**Exercises to complete**
(1) In the commentary on Google and Nest, which two basic things does it say the Google Home app can't do?
(2) Using the commentary on Google and Nest, explain why it considers folding Nest into Google Home worse than an ordinary legacy rewrite gone awry.

**Selected excerpt**
*****

It's absolutely breathtaking how bad Google is at shipping functioning software. I don't know how Rick Osterloh or Rishi Chandra still have jobs, but they should answer for the following litany of catastrophic product decisions:
* Google decides to abandon Nest as a separate, highly-prized brand and product line, and instead bring everything under the Google Home umbrella. This process is excruciating and a monumental, half-decade-long failure. It is the very definition of a legacy rewrite pattern gone awry, but coupled with billions of dollars of purchased, installed hardware in people's actual homes.
* This starts with the "force Nest users to have a Google account to use Nest" and "Googlekill Works With Nest" decisions. Google decides to gate certain features and to encourage people to upgrade to the Google Home implementation of the Nest functionality, but completely left feature parity a decade behind.
To wit, Google Home's app, beyond being buggy, also can't do basic things like allow for easy scrubbing of video feeds, or control of the Nest Protect smoke detectors.
* Google also willfully murders Works With Nest, and kills with it the goodwill of hundreds of manufacturers who were pretty excited to build compatible products and services. This is migrated to a Works with Google/Assistant product that... again, completely lacks parity. They break the Home/Away functionality entirely. They delay this process a bit, and Works with Google catches up in some ways, but it takes literal years.

*****

**Supplied data**
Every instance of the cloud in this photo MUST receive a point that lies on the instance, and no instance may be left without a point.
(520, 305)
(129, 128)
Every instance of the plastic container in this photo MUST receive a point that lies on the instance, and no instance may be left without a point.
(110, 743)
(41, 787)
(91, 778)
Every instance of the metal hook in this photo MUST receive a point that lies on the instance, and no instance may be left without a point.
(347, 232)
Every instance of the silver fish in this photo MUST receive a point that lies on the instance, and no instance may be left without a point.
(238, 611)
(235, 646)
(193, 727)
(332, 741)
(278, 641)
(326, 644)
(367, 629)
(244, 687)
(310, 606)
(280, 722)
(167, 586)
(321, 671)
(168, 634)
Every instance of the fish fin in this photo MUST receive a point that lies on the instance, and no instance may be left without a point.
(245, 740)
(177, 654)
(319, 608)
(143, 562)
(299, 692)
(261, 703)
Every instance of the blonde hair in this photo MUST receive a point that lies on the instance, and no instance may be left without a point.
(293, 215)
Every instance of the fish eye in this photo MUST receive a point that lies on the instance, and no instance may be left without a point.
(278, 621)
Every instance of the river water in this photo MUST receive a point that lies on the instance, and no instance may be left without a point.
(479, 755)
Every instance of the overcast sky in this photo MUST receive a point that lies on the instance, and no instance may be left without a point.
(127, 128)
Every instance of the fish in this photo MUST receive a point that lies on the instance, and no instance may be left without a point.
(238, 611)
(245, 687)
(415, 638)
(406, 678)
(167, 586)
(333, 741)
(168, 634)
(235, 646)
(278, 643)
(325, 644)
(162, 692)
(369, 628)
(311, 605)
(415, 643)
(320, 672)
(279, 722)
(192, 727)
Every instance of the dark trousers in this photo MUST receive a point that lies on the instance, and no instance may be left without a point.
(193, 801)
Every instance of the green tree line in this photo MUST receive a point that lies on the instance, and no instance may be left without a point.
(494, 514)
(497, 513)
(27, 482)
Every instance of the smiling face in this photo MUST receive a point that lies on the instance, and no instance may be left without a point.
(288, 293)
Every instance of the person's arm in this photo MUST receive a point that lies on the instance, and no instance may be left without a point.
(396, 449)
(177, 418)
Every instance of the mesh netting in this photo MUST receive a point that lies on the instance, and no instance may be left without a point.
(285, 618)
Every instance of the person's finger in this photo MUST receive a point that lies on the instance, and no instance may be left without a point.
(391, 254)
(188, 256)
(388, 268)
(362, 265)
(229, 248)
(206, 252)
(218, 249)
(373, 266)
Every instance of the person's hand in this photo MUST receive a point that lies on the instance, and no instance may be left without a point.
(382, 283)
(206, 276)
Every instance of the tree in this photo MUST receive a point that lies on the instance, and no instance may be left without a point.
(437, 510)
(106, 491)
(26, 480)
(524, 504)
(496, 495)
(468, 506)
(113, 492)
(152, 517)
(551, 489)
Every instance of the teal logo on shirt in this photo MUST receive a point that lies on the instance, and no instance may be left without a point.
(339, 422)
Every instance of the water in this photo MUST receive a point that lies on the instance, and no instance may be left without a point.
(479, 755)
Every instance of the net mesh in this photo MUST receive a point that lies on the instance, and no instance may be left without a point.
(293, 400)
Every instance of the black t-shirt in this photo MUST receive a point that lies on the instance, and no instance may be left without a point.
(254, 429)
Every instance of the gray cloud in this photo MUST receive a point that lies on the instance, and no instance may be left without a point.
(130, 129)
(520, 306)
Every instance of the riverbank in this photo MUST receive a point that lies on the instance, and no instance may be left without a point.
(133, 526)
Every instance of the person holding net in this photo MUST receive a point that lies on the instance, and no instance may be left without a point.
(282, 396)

*****

**Answers in order**
(1) It can't allow easy scrubbing of video feeds, and it can't control the Nest Protect smoke detectors.

(2) The commentary calls the move a textbook legacy rewrite gone awry. What makes it worse is that it was coupled with billions of dollars of hardware already purchased and installed in people's actual homes, and the failure lasted half a decade.